MATERIALS PROVIDED:
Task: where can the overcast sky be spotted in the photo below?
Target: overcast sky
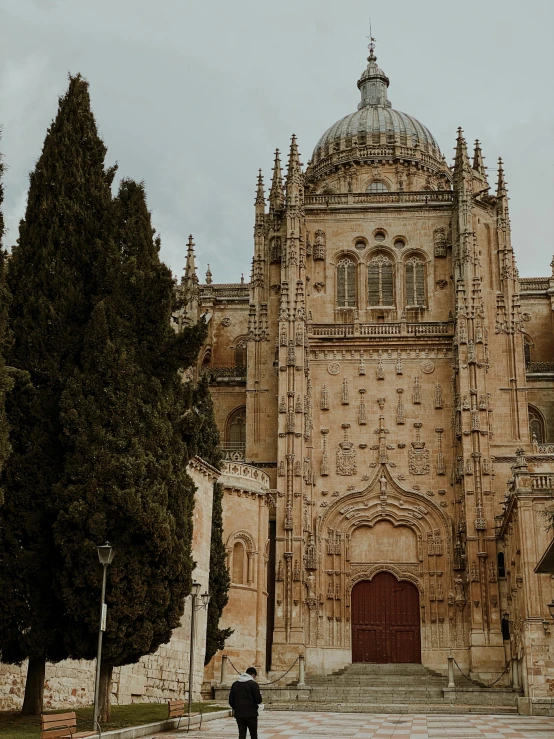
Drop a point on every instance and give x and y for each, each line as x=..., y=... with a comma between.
x=193, y=96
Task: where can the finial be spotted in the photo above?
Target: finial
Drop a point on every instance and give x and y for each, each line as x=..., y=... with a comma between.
x=276, y=199
x=371, y=45
x=190, y=265
x=501, y=184
x=260, y=197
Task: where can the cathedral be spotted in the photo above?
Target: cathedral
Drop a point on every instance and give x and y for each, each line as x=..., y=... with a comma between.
x=384, y=391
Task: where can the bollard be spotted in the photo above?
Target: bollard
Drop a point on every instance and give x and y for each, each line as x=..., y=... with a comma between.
x=451, y=683
x=301, y=670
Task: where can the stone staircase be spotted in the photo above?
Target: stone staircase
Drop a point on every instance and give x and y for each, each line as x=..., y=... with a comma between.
x=395, y=688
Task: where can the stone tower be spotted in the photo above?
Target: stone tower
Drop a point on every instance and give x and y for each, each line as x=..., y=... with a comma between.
x=384, y=391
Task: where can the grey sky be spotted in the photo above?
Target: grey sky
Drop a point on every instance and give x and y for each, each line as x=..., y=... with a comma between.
x=193, y=96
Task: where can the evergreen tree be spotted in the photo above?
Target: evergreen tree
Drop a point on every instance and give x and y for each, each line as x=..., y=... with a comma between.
x=219, y=581
x=55, y=274
x=204, y=441
x=5, y=338
x=125, y=477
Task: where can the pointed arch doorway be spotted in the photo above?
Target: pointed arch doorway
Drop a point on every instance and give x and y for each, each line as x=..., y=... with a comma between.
x=385, y=621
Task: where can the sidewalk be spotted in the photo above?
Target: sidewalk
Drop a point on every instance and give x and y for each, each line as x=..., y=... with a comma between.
x=296, y=725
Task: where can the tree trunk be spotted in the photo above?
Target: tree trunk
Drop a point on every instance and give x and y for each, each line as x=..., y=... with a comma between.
x=34, y=686
x=104, y=694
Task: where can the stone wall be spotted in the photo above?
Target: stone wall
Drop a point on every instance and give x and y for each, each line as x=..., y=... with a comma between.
x=156, y=677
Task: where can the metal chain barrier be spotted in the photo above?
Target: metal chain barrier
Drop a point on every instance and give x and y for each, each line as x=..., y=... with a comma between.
x=477, y=685
x=271, y=681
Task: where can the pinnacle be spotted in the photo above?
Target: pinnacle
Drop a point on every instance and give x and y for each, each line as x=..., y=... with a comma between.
x=260, y=196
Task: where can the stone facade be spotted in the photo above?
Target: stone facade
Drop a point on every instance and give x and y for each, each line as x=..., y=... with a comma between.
x=395, y=362
x=156, y=677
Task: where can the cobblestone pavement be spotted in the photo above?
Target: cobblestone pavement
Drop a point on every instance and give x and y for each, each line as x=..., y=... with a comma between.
x=296, y=725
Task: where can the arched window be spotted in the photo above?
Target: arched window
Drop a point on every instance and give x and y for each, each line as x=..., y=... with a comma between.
x=236, y=428
x=500, y=564
x=240, y=353
x=415, y=282
x=237, y=575
x=346, y=283
x=380, y=286
x=377, y=186
x=536, y=426
x=527, y=351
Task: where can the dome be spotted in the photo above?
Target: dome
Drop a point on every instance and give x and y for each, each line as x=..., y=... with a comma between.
x=370, y=120
x=375, y=125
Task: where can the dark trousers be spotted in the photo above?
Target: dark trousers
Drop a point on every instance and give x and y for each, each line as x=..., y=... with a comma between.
x=248, y=723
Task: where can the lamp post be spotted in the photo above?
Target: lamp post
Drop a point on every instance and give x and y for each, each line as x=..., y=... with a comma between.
x=105, y=555
x=194, y=592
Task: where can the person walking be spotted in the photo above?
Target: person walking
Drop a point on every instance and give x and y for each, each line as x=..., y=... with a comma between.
x=244, y=699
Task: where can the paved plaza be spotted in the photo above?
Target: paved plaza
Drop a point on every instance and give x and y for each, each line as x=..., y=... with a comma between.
x=295, y=725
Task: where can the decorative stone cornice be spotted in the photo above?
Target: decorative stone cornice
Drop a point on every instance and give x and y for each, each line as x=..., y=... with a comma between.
x=198, y=464
x=244, y=477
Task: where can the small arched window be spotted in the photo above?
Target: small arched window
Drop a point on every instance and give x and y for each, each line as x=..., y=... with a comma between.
x=500, y=564
x=346, y=283
x=236, y=428
x=377, y=186
x=380, y=288
x=536, y=426
x=527, y=351
x=238, y=563
x=415, y=282
x=240, y=353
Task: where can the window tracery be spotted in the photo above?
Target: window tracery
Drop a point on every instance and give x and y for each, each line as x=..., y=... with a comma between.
x=380, y=281
x=536, y=426
x=236, y=427
x=346, y=283
x=377, y=186
x=415, y=282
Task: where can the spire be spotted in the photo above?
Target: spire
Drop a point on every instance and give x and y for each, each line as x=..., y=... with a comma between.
x=462, y=167
x=294, y=159
x=478, y=162
x=276, y=198
x=260, y=197
x=501, y=190
x=190, y=266
x=374, y=82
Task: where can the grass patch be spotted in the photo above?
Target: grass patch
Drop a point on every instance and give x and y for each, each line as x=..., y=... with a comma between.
x=15, y=726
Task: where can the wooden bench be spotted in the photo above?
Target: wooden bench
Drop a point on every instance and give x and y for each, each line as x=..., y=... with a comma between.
x=61, y=726
x=178, y=709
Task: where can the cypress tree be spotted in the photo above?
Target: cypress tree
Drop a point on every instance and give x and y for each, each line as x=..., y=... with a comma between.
x=5, y=338
x=205, y=443
x=125, y=480
x=55, y=274
x=219, y=581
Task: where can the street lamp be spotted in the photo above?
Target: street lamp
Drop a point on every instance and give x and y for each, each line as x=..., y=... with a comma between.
x=205, y=597
x=105, y=555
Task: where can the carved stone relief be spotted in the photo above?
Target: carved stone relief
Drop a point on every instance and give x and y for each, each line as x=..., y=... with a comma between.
x=346, y=455
x=418, y=456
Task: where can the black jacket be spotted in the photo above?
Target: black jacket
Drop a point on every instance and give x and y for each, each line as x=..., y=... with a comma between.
x=245, y=698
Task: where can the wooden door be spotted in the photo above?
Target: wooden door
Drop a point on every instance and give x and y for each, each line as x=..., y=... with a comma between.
x=385, y=621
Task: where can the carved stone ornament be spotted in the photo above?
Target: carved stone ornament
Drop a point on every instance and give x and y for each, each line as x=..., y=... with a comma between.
x=418, y=456
x=346, y=455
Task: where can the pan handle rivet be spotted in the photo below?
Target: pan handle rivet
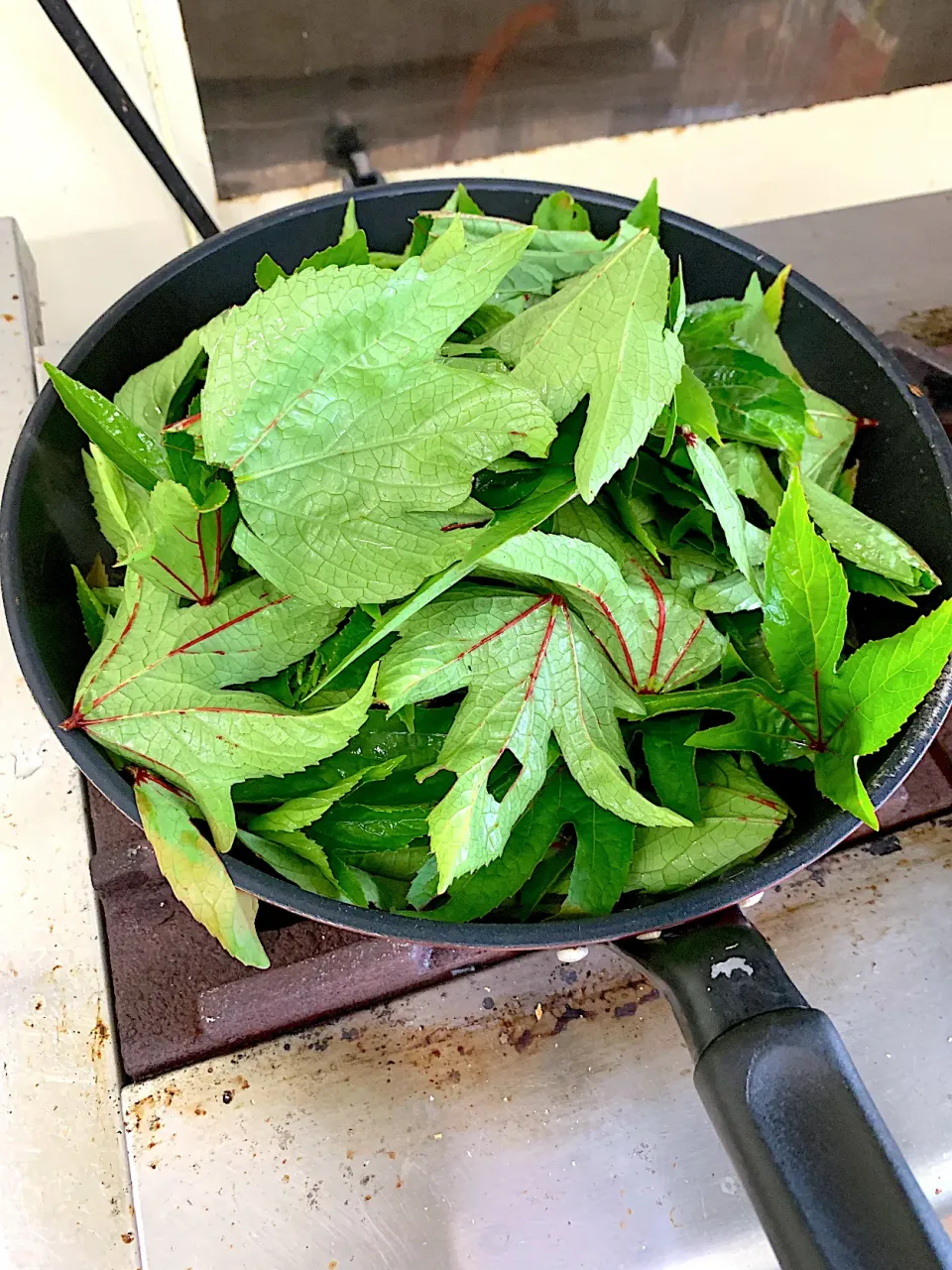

SHORT TASK:
Gather each line of the entries above that contains the word "person", counting only matches in the same case.

EXERCISE RESULT:
Task: where can the person walking be spotted in the photo above?
Target: person walking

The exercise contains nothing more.